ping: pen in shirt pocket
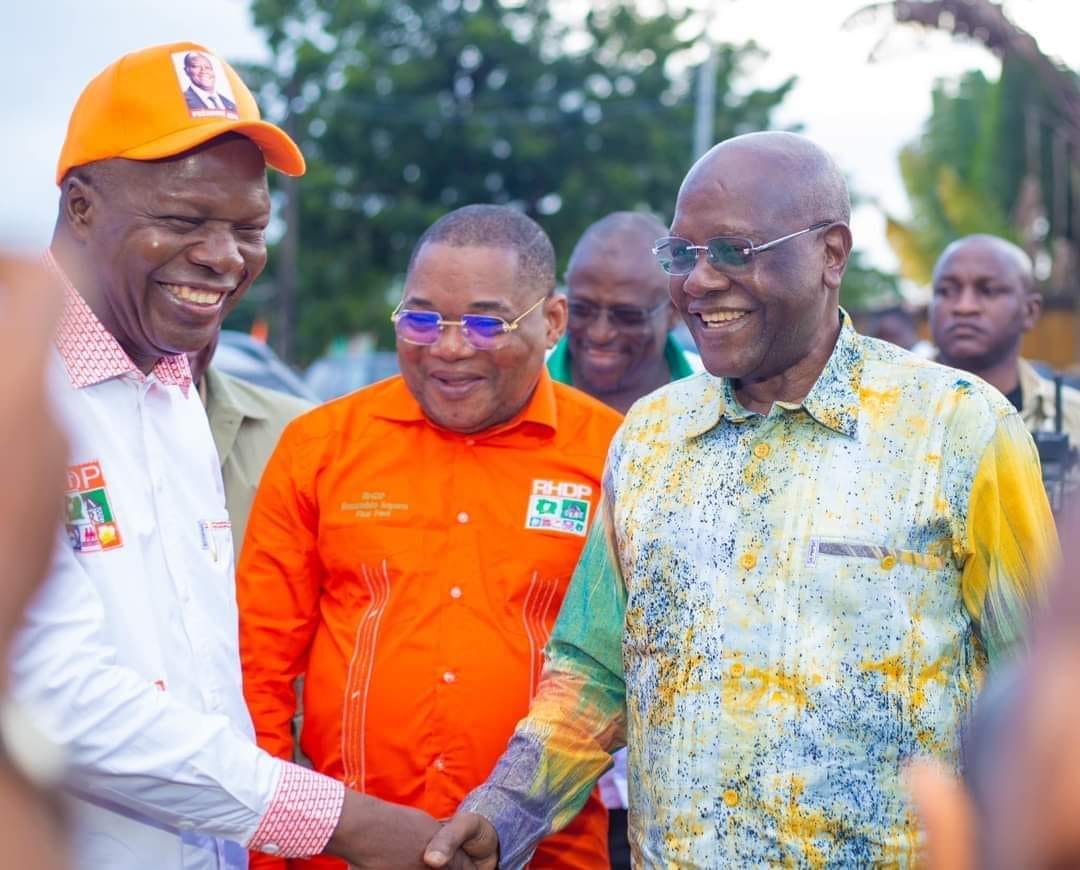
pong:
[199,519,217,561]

...

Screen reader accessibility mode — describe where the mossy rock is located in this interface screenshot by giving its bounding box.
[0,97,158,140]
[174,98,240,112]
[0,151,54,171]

---

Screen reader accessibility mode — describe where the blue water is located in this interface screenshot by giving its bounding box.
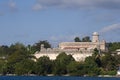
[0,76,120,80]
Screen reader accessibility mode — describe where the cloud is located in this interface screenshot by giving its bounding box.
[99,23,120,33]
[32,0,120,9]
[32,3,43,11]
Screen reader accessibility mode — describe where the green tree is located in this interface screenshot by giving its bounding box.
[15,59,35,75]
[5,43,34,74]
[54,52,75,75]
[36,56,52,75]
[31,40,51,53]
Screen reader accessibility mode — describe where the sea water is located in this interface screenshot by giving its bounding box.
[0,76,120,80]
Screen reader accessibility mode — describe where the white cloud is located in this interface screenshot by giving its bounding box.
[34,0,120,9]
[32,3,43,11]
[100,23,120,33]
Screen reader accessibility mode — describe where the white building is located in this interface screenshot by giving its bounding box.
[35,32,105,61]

▸ **What is expected**
In the lines starting at the one containing "the white building" and ending at the one containing "[35,32,105,61]", replace "white building" with "brick building". Give back only those lines, otherwise unchanged.

▸ **Reply to the exercise**
Screen reader accessibility mode — describe where the brick building is located in this interface screenshot by giving its bounding box.
[35,32,105,61]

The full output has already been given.